==== PROVIDED DATA ====
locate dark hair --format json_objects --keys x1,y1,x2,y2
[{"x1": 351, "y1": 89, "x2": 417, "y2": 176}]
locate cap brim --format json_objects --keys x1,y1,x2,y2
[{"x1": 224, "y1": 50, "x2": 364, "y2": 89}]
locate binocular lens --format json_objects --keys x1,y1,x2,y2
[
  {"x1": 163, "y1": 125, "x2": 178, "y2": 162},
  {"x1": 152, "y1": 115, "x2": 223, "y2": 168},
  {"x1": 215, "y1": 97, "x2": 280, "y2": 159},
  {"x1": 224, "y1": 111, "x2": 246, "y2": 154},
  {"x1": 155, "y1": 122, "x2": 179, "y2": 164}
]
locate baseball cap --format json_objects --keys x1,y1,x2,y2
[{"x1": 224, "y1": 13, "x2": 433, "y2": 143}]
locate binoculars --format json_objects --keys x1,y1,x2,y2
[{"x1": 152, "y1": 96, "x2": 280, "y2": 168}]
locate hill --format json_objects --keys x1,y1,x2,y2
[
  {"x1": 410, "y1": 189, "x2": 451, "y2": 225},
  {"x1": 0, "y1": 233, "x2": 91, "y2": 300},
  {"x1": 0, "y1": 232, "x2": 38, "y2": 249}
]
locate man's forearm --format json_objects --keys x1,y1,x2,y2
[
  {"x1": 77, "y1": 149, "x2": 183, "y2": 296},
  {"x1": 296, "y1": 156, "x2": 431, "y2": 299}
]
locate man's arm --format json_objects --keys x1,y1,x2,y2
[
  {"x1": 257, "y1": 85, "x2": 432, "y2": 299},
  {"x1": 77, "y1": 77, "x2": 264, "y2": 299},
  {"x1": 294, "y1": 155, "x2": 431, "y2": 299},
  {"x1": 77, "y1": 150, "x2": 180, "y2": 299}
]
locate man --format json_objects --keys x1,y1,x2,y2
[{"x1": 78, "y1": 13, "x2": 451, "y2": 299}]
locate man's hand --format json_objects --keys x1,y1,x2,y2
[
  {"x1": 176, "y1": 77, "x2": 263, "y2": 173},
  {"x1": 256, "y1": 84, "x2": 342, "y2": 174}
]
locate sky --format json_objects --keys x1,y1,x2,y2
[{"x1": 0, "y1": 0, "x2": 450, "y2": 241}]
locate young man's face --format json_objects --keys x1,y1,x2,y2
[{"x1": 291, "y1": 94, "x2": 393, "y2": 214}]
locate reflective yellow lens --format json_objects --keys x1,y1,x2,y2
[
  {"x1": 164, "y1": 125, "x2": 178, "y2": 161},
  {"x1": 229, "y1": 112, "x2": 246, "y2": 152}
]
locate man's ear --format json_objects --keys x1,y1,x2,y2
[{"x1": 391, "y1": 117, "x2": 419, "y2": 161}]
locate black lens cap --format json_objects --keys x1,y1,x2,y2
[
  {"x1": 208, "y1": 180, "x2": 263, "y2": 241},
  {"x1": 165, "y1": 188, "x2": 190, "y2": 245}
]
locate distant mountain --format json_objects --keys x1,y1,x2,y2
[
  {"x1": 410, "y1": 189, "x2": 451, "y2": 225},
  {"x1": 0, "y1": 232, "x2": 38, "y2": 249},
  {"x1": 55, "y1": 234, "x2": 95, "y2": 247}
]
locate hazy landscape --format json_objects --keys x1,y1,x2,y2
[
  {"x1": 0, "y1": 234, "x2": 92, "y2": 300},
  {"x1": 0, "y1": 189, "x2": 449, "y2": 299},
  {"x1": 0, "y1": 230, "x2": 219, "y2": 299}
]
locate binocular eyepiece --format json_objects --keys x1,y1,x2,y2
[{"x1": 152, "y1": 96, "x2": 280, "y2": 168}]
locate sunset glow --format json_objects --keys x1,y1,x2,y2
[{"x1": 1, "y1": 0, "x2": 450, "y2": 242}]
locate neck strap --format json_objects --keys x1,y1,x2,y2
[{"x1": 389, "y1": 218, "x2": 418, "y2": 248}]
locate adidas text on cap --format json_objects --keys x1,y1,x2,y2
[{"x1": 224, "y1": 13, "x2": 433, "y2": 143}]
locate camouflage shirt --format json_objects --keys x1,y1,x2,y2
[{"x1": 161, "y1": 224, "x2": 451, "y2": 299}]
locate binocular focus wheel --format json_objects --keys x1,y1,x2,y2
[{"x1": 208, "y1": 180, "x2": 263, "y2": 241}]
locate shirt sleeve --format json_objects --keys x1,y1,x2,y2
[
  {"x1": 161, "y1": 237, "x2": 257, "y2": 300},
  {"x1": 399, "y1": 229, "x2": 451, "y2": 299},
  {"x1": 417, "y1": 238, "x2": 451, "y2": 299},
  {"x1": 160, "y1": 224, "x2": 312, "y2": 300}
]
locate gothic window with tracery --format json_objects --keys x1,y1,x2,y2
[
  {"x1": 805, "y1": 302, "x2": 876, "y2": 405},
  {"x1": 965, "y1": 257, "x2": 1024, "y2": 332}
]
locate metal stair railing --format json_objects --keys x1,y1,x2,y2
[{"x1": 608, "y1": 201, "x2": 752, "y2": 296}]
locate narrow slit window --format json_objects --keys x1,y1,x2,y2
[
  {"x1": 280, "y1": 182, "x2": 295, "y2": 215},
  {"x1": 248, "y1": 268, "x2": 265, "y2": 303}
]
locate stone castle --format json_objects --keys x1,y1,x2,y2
====
GOAL OF THE EXERCISE:
Print the records above exactly as written.

TASK ANSWER:
locate dark hair --format json_objects --keys x1,y1,x2,y2
[{"x1": 351, "y1": 89, "x2": 417, "y2": 176}]
locate cap brim --format json_objects --keys x1,y1,x2,y2
[{"x1": 224, "y1": 50, "x2": 364, "y2": 89}]
locate binocular lens --format json_objects --keys x1,y1,x2,y2
[
  {"x1": 163, "y1": 125, "x2": 178, "y2": 162},
  {"x1": 152, "y1": 115, "x2": 223, "y2": 168},
  {"x1": 215, "y1": 97, "x2": 280, "y2": 159},
  {"x1": 224, "y1": 111, "x2": 246, "y2": 154},
  {"x1": 155, "y1": 122, "x2": 179, "y2": 164}
]
locate baseball cap --format json_objects --keys x1,y1,x2,y2
[{"x1": 224, "y1": 13, "x2": 433, "y2": 143}]
locate binoculars --format json_objects --keys x1,y1,x2,y2
[{"x1": 152, "y1": 96, "x2": 280, "y2": 168}]
locate hill --format json_objects --keys x1,y1,x2,y2
[
  {"x1": 410, "y1": 189, "x2": 451, "y2": 225},
  {"x1": 0, "y1": 233, "x2": 91, "y2": 300},
  {"x1": 0, "y1": 232, "x2": 38, "y2": 249}
]
locate man's forearm --format json_objects --keys x1,y1,x2,y2
[
  {"x1": 77, "y1": 149, "x2": 183, "y2": 296},
  {"x1": 296, "y1": 156, "x2": 431, "y2": 299}
]
locate man's arm --format json_objects --keys x1,y1,x2,y2
[
  {"x1": 257, "y1": 85, "x2": 432, "y2": 299},
  {"x1": 77, "y1": 77, "x2": 264, "y2": 299},
  {"x1": 294, "y1": 155, "x2": 431, "y2": 299},
  {"x1": 77, "y1": 150, "x2": 180, "y2": 299}
]
locate man --format json_objects --keys x1,y1,x2,y2
[{"x1": 78, "y1": 13, "x2": 451, "y2": 299}]
locate man's hand --format json_objects --keys x1,y1,x2,y2
[
  {"x1": 176, "y1": 77, "x2": 263, "y2": 173},
  {"x1": 256, "y1": 84, "x2": 342, "y2": 174}
]
locate sky --format json_objects --keys x1,y1,x2,y2
[{"x1": 0, "y1": 0, "x2": 450, "y2": 241}]
locate young man's face --format json_objects --keys x1,y1,x2,y2
[{"x1": 291, "y1": 94, "x2": 393, "y2": 214}]
locate reflective yellow lens --format json_objects --keys x1,y1,x2,y2
[
  {"x1": 164, "y1": 125, "x2": 178, "y2": 161},
  {"x1": 229, "y1": 112, "x2": 246, "y2": 152}
]
locate man's ear --format json_objects --keys x1,y1,x2,y2
[{"x1": 391, "y1": 117, "x2": 419, "y2": 161}]
locate black lens cap --format json_objects --keys x1,y1,x2,y2
[
  {"x1": 208, "y1": 180, "x2": 263, "y2": 241},
  {"x1": 165, "y1": 188, "x2": 190, "y2": 245}
]
locate distant mountain --format json_objects --keys x1,y1,x2,y2
[
  {"x1": 410, "y1": 189, "x2": 451, "y2": 225},
  {"x1": 0, "y1": 232, "x2": 38, "y2": 249},
  {"x1": 55, "y1": 234, "x2": 95, "y2": 247}
]
locate hazy landscape --format json_objects --keys x1,y1,x2,y2
[
  {"x1": 0, "y1": 234, "x2": 92, "y2": 300},
  {"x1": 0, "y1": 189, "x2": 449, "y2": 299},
  {"x1": 0, "y1": 230, "x2": 219, "y2": 299}
]
locate binocular eyepiece --format json_objects --keys x1,y1,x2,y2
[{"x1": 152, "y1": 96, "x2": 280, "y2": 168}]
locate sunset glow --format json_objects --keys x1,y1,x2,y2
[{"x1": 1, "y1": 0, "x2": 450, "y2": 242}]
locate neck strap --format json_objects --keys x1,y1,x2,y2
[{"x1": 389, "y1": 218, "x2": 418, "y2": 248}]
locate adidas text on cap --format json_objects --keys x1,y1,x2,y2
[{"x1": 224, "y1": 13, "x2": 433, "y2": 143}]
locate camouflage shirt --format json_objects --keys x1,y1,x2,y2
[{"x1": 161, "y1": 224, "x2": 451, "y2": 299}]
locate binocular focus wheel --format json_objects --keys x1,y1,x2,y2
[{"x1": 208, "y1": 180, "x2": 263, "y2": 241}]
locate shirt sleeve --format json_objects --keys x1,y1,x2,y2
[
  {"x1": 161, "y1": 237, "x2": 257, "y2": 300},
  {"x1": 399, "y1": 229, "x2": 451, "y2": 299},
  {"x1": 417, "y1": 238, "x2": 451, "y2": 299},
  {"x1": 160, "y1": 224, "x2": 312, "y2": 300}
]
locate gothic window with tracery --format json_objects --keys x1,y1,x2,y2
[
  {"x1": 805, "y1": 302, "x2": 876, "y2": 405},
  {"x1": 965, "y1": 257, "x2": 1024, "y2": 332}
]
locate metal stair railing --format json_objects --keys x1,y1,x2,y2
[{"x1": 608, "y1": 201, "x2": 752, "y2": 296}]
locate narrow slit window --format json_objects --keys x1,y1,x2,y2
[
  {"x1": 280, "y1": 182, "x2": 295, "y2": 215},
  {"x1": 248, "y1": 268, "x2": 265, "y2": 303}
]
locate stone castle --format json_objects --keys x1,y1,x2,y2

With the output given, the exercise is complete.